» **Written problem**
Copy the entries word for word, from their first line through the line containing "[(374, 121)]", including both of those lines.

» **Information shown**
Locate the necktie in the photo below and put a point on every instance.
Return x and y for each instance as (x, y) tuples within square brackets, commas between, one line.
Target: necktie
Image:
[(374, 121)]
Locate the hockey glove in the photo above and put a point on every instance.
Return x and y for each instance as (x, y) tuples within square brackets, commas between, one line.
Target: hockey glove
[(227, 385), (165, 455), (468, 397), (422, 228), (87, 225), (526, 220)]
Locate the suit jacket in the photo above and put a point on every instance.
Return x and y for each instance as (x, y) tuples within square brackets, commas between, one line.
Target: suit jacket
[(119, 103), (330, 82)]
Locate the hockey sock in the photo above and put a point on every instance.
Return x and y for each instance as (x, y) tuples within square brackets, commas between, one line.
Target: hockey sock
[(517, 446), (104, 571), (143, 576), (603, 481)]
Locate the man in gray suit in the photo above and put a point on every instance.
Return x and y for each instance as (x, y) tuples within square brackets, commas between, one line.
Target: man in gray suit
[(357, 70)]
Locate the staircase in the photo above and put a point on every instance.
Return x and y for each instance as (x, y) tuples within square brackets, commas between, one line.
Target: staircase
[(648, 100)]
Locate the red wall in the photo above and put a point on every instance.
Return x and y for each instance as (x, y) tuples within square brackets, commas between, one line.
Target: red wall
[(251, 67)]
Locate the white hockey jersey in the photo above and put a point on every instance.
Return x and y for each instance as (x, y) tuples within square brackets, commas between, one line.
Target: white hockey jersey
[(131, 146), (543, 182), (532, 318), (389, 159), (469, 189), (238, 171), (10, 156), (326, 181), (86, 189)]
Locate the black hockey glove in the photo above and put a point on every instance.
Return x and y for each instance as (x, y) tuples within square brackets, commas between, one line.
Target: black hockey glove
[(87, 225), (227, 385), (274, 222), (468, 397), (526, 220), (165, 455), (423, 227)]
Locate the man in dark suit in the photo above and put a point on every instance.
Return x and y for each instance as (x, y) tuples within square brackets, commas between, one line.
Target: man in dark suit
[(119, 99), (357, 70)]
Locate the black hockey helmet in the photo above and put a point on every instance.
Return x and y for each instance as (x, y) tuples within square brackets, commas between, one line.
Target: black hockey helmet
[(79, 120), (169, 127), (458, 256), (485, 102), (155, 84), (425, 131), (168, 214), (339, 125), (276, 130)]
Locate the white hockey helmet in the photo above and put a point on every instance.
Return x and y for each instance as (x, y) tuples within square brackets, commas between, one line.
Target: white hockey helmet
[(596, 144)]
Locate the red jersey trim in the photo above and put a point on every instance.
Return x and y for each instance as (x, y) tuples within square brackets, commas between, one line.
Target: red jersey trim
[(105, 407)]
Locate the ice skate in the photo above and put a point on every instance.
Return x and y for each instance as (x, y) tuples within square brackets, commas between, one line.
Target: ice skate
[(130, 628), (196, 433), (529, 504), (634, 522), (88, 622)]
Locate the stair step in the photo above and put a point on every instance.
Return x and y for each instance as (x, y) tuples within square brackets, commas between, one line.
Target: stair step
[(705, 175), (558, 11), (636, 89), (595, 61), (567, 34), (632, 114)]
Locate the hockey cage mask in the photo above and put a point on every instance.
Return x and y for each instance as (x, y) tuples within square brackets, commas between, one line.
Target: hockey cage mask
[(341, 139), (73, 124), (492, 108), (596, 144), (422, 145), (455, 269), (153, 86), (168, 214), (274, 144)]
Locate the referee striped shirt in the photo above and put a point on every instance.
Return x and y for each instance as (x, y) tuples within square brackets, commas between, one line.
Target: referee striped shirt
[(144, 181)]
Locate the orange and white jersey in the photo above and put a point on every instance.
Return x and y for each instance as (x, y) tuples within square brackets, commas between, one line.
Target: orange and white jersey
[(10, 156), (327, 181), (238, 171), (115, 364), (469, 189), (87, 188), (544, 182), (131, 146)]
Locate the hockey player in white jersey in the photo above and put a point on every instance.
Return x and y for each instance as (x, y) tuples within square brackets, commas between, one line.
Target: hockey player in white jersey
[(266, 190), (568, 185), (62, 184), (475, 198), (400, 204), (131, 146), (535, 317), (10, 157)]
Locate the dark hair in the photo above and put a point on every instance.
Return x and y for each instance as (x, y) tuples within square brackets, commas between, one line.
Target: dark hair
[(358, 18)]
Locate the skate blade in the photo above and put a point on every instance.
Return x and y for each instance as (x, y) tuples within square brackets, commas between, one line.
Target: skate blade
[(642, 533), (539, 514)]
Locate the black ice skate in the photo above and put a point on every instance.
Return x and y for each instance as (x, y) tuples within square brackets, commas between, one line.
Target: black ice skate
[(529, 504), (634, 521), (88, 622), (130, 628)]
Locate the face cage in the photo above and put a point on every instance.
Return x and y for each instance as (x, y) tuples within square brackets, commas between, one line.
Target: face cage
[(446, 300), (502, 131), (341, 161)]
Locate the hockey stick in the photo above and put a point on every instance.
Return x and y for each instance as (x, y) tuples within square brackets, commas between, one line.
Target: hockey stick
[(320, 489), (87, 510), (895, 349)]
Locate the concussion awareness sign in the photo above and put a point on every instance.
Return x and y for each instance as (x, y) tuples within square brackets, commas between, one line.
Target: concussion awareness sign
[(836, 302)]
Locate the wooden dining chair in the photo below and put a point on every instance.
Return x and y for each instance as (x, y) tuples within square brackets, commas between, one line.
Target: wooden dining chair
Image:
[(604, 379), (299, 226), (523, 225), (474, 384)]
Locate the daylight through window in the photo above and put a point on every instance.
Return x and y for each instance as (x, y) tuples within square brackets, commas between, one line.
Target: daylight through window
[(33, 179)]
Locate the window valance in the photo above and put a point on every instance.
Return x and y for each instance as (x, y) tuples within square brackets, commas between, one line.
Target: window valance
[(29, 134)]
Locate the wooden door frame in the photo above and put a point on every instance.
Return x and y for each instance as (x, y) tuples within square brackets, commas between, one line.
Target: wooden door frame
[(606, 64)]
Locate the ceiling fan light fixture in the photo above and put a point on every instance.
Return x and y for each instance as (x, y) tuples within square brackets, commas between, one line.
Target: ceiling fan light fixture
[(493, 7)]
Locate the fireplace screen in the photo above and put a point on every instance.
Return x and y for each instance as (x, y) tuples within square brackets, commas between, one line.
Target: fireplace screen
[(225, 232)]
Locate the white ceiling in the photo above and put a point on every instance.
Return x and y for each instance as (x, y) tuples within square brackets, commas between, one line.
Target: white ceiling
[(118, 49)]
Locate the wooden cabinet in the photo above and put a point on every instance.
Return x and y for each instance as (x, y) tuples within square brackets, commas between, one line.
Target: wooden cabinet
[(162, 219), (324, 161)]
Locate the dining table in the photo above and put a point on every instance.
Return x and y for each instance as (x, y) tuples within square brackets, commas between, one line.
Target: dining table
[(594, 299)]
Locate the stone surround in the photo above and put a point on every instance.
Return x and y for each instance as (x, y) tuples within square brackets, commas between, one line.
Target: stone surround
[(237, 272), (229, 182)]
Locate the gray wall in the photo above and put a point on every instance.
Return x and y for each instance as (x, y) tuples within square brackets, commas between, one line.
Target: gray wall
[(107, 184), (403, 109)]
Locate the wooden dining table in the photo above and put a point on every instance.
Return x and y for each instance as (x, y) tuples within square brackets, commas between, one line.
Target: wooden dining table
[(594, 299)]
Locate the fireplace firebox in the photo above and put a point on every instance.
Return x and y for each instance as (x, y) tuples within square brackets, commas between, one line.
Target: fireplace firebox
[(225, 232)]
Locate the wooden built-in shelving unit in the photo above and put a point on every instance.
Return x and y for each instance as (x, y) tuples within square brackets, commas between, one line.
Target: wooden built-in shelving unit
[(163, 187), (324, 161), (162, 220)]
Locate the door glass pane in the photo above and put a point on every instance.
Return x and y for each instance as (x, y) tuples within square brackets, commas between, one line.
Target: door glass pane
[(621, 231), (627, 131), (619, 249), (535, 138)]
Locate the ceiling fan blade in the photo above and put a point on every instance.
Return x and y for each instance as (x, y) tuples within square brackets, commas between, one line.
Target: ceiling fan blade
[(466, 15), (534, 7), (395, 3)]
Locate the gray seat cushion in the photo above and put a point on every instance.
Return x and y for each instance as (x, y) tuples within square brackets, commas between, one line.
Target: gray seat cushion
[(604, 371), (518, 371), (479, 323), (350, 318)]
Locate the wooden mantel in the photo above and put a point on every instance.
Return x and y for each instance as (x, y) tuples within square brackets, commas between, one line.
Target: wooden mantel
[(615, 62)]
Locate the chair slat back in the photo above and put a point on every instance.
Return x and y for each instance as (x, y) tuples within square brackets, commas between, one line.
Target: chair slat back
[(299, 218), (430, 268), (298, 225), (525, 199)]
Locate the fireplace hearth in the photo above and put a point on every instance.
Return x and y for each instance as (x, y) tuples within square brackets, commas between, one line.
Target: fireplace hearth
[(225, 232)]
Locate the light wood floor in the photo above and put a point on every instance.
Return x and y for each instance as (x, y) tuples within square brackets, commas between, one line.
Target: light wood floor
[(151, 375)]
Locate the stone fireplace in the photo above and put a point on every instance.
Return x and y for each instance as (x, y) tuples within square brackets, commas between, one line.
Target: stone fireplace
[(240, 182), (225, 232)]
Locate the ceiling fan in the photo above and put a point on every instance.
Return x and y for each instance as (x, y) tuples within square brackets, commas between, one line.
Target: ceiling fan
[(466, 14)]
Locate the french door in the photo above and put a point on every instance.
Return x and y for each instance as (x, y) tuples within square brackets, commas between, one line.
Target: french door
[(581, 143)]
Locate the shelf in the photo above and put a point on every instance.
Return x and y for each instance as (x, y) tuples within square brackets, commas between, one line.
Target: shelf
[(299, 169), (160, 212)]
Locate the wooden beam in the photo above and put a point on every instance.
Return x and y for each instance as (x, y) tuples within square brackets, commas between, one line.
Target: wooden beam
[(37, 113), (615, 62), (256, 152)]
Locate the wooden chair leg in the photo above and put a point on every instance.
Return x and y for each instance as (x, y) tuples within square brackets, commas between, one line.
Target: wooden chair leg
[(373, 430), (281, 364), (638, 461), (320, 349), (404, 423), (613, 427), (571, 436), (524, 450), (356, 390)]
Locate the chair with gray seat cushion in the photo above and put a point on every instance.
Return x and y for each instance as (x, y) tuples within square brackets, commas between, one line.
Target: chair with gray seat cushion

» **Final answer**
Locate the necktie in the photo below and put a point on every instance.
Return x and y for each instance as (x, y) tuples within square brackets, commas between, one line.
Target: necktie
Image:
[(374, 121)]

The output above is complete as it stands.